*Supplied passage*:
CLUS-BPT requires the number of pruned regions N P R and number of clusters k as input user-defined parameters. Experiments are performed by varying both N P R and k. Initially, NMI values are obtained for the proposed method by setting k equal to the number of classes in an image while varying N P R from k to 5 × k regions, in steps of k for all HSI images except PaviaC, PaviaU, and Urban. In the case of PaviaC and PaviaU, due to the large image spatial size when compared to the other data sets, N P R is varied from 150 to 400, in steps of 50 regions. Once the optimal values of N P R for each data set are determined, the experiments are also performed by varying the values of k and fixing N P R to the values, for which the NMI score is the highest.
The identification of parameter k for a data set is a non-trivial task and, in this study, for all of the hyperspectral images, the accuracy is measured by varying the value of k in steps of 2. Table 1 presents the ranges of k values for each data set. Throughout the experiments, the number of chosen PCA components is set to 1, forming a 2D data structure. It has been verified that the first principal component explains at least 80% of the total variance for any of the 8 HSI data sets.
The experiments are performed under the same environment: Intel(R) Core(TM) i7-5930K CPU, 3.50 GHz, 64 GB memory, Windows 10 OS, and Matlab version R2019a.

3.3. Effect of the Number of Regions

Initially, the influence of the number of regions on the NMI values that were obtained for the proposed method is investigated. Figure 5 illustrates the variation of NMI with respect to the different number of regions ( N P R ) of the segmentation map. The values of NMI represent the average of 10 runs for each setting. In Figure 5, it can be observed that the images have different values of N P R at which the NMI is the highest. Salinas-A has the highest value of NMI at the number of regions in the segmentation map equal to the number of clusters ( N P R = k = 6 ). A downward trend is observed for PaviaC, Salinas-A, and Indian Pines images as the number of regions increases. For PaviaU, it can be observed in Figure 5a that the quality of clustering increases as the number of segments increases across the segmentation map, whereas for Jasper Ridge and Urban images, at k = 4 , the NMI values tend to converge to a certain value. Once the optimal value of N P R is set for each image, the NMI values are obtained for a varying number of clusters.

3.4. Effect of Number of Clusters

The comparison with two recent unsupervised clustering methods, segment-based projected clustering using mutual nearest neighbor (PCMNN) [7] and fast spectral clustering (FSC) [6], is performed in order to assess the effectiveness of the CLUS-BPT method. Both of the methods are specifically developed for hyperspectral image classification. PCMNN is a three-stage framework involving segmentation, region merging, and projected clustering. FSC is a spectral clustering method for unsupervised HSI classification with experiments on eight different HSI data sets. Classical spectral clustering is not capable of dealing with large-scale HSI classification. Hence, FSC performs efficient affinity matrix approximation and the effective resolution of eigenvalue decomposition of Laplacian matrix.

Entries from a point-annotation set
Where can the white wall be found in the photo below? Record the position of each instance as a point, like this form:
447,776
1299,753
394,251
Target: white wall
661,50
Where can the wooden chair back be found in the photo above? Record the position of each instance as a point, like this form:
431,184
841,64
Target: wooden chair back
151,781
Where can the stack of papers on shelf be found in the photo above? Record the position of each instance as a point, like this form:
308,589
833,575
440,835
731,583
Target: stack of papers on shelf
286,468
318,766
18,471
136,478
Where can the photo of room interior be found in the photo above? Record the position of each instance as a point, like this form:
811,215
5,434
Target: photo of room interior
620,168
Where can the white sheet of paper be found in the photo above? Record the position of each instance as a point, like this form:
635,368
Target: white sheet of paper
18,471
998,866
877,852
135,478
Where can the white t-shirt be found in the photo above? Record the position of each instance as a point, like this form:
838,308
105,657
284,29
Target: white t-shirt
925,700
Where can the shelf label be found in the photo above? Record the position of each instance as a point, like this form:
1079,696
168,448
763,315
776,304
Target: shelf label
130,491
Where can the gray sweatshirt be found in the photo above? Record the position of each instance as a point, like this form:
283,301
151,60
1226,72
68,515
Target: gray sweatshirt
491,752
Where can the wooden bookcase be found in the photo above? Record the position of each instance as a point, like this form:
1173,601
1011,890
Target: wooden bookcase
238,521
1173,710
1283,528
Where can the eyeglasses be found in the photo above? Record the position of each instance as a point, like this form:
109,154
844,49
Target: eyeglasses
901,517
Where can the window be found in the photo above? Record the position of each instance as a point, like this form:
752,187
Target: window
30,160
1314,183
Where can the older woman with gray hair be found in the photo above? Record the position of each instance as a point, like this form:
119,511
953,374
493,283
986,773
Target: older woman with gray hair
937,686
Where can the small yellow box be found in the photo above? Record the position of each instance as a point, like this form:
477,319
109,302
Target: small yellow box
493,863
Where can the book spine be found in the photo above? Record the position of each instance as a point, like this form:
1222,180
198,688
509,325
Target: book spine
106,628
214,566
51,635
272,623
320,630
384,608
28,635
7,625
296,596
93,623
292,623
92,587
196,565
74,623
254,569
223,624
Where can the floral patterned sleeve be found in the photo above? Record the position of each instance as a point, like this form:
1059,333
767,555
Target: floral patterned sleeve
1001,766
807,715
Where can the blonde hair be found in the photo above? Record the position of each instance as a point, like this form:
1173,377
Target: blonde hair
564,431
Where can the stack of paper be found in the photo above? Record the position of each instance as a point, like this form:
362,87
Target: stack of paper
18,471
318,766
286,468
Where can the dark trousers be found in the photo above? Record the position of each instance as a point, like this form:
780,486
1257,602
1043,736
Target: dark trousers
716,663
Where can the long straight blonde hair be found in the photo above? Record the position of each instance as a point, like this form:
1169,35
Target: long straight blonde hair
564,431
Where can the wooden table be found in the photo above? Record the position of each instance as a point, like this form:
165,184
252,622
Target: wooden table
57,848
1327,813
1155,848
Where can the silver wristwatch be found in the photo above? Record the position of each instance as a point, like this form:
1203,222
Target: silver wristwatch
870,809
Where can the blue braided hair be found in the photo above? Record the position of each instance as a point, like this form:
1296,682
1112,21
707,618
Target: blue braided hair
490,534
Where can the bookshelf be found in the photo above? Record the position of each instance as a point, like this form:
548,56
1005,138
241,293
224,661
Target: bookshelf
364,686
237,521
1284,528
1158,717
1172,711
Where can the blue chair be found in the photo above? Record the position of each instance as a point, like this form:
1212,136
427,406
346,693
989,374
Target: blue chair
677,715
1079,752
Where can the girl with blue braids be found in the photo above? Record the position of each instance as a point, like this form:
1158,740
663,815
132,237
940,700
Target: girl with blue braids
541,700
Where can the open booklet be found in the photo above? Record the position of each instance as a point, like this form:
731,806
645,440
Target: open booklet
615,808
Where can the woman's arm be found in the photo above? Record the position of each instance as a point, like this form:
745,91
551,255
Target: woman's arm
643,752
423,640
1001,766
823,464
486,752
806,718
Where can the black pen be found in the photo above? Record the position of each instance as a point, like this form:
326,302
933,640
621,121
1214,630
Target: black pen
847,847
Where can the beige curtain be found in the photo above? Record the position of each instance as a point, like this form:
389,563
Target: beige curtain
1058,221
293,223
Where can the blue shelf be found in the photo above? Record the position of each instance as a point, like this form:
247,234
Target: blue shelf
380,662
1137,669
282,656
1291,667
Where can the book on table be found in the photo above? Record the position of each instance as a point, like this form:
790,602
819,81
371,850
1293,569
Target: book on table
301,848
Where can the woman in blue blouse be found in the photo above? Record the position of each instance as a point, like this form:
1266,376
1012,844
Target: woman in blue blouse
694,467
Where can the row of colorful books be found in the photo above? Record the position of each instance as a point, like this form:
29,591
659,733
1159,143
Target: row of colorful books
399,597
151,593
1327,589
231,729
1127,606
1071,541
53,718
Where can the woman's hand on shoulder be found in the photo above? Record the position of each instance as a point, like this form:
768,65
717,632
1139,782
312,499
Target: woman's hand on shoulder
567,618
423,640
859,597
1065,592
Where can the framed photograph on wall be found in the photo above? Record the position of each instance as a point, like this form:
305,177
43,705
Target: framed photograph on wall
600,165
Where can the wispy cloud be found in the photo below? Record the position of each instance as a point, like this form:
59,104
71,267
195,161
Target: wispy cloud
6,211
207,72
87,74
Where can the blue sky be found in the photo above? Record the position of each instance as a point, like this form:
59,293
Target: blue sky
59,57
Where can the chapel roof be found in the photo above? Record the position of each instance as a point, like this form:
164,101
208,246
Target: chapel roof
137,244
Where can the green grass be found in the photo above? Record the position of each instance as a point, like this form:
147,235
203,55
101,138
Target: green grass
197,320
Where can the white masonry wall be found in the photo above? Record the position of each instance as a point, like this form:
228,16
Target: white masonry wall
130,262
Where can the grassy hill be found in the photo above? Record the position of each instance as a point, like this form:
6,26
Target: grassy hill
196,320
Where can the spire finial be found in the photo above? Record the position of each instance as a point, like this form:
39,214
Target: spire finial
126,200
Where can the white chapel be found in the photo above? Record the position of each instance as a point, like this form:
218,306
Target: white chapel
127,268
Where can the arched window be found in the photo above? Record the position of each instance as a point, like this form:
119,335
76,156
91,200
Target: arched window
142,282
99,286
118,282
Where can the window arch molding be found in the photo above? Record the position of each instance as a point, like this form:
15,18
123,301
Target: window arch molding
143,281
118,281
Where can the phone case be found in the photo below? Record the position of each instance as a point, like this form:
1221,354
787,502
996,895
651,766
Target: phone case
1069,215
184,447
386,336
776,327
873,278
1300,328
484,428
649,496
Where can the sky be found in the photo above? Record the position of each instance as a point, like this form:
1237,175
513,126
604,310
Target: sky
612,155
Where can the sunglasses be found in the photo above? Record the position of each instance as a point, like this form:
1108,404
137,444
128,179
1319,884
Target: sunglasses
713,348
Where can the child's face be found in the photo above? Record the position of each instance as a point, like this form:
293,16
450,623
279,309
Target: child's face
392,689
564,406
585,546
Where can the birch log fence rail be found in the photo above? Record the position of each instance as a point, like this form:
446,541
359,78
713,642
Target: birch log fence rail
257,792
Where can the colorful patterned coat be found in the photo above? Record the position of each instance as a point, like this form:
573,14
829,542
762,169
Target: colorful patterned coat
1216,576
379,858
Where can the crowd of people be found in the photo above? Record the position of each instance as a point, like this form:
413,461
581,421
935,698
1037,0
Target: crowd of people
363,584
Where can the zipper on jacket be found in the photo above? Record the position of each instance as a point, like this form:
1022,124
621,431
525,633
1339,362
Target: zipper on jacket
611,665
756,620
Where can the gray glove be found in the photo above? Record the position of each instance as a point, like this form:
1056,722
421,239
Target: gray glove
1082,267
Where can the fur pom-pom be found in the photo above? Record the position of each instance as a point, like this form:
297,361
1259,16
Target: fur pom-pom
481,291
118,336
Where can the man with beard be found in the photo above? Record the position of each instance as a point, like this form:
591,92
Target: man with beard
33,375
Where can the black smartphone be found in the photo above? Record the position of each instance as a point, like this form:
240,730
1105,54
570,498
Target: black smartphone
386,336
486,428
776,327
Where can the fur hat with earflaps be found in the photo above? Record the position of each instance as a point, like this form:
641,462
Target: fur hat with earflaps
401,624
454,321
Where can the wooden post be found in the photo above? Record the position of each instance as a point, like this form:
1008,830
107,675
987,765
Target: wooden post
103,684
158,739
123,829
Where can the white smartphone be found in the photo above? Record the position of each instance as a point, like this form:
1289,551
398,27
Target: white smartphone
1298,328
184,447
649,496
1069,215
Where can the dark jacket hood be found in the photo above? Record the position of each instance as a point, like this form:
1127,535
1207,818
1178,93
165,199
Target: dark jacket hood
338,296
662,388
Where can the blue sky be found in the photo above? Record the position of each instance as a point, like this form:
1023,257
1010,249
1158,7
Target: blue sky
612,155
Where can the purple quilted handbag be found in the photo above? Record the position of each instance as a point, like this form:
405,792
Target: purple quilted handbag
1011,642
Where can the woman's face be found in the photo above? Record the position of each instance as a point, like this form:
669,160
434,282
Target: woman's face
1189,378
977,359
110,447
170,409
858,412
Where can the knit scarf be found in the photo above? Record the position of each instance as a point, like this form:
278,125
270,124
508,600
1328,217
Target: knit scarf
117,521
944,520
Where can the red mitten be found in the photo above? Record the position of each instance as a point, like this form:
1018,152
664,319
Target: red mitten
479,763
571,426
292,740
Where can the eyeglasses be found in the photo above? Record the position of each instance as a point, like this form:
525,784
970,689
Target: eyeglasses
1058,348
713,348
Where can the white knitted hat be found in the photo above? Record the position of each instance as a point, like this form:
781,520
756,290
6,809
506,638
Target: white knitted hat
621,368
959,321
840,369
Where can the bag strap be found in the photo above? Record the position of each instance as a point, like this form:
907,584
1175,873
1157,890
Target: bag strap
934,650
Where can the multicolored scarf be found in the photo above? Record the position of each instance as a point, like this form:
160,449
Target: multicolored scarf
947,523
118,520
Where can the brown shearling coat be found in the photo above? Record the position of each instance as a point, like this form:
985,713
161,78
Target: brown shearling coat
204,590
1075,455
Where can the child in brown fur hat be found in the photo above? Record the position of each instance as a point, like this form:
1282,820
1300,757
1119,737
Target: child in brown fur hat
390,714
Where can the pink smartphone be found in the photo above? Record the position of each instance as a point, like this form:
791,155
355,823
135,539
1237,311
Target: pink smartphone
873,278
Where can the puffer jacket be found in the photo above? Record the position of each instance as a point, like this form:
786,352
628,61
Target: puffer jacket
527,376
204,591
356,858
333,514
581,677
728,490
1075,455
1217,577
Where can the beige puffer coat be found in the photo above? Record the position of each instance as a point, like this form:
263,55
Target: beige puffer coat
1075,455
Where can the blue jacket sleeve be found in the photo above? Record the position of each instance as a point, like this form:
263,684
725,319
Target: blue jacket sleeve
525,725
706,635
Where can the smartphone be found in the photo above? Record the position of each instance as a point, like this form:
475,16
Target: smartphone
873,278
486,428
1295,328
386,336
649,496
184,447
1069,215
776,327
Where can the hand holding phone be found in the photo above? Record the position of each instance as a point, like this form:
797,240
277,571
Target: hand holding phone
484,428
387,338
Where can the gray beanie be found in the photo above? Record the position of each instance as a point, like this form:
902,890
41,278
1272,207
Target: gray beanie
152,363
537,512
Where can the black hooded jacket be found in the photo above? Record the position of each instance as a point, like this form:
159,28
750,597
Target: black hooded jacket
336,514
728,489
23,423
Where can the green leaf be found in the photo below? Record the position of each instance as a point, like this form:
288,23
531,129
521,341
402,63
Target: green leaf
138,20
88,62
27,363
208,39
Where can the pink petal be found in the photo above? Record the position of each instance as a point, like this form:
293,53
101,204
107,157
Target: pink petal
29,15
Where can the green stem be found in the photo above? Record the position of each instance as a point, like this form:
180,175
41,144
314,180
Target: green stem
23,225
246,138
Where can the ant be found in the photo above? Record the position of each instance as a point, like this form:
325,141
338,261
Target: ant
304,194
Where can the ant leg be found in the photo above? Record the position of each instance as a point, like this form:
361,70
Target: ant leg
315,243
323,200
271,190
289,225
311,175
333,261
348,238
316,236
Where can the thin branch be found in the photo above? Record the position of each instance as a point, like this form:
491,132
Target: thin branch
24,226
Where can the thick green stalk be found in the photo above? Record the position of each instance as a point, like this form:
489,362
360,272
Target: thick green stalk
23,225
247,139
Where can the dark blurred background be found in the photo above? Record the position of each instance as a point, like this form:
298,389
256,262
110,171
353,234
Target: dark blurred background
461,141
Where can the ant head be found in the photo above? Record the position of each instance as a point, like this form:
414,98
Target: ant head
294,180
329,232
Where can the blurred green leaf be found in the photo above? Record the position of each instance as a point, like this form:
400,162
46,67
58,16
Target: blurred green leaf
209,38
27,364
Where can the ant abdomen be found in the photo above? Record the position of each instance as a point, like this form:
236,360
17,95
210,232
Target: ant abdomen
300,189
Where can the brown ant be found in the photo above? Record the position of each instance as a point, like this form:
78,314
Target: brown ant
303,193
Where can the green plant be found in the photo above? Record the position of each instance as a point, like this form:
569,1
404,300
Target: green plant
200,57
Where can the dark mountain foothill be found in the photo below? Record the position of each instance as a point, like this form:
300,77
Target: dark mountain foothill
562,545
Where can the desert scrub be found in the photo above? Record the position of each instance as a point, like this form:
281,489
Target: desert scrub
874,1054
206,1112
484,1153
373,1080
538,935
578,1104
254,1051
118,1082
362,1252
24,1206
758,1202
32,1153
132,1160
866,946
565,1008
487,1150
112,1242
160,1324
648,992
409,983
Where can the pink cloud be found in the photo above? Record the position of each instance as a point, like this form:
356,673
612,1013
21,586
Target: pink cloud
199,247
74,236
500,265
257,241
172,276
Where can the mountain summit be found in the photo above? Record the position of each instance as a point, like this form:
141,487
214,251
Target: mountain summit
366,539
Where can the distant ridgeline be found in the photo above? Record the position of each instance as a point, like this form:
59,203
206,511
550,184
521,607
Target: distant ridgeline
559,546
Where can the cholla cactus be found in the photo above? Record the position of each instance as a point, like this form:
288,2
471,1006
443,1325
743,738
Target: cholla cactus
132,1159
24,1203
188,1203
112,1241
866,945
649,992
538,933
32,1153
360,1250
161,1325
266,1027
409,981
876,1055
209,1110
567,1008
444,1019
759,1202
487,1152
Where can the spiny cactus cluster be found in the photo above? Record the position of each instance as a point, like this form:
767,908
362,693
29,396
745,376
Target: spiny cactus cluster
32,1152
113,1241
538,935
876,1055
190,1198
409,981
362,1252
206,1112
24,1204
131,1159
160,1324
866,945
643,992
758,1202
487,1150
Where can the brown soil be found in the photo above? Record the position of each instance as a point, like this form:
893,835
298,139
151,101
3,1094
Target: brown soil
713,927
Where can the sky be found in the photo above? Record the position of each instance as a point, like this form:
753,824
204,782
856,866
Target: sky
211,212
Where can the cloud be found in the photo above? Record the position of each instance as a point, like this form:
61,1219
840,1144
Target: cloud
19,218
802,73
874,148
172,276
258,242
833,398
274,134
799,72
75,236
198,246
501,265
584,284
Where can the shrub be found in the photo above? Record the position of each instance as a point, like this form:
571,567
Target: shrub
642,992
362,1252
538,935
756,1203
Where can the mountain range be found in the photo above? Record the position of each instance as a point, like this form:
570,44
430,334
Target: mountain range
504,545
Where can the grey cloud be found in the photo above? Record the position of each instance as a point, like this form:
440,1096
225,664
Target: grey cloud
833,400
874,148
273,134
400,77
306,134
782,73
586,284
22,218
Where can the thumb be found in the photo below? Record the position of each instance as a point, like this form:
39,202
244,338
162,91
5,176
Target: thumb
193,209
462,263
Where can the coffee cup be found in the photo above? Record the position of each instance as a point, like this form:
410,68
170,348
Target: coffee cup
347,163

*What the exercise asks*:
Reproduce the passage on CLUS-BPT clustering above word for word, beginning with the words "3.4. Effect of" and stopping after the words "of Laplacian matrix.".

*Written solution*:
3.4. Effect of Number of Clusters

The comparison with two recent unsupervised clustering methods, segment-based projected clustering using mutual nearest neighbor (PCMNN) [7] and fast spectral clustering (FSC) [6], is performed in order to assess the effectiveness of the CLUS-BPT method. Both of the methods are specifically developed for hyperspectral image classification. PCMNN is a three-stage framework involving segmentation, region merging, and projected clustering. FSC is a spectral clustering method for unsupervised HSI classification with experiments on eight different HSI data sets. Classical spectral clustering is not capable of dealing with large-scale HSI classification. Hence, FSC performs efficient affinity matrix approximation and the effective resolution of eigenvalue decomposition of Laplacian matrix.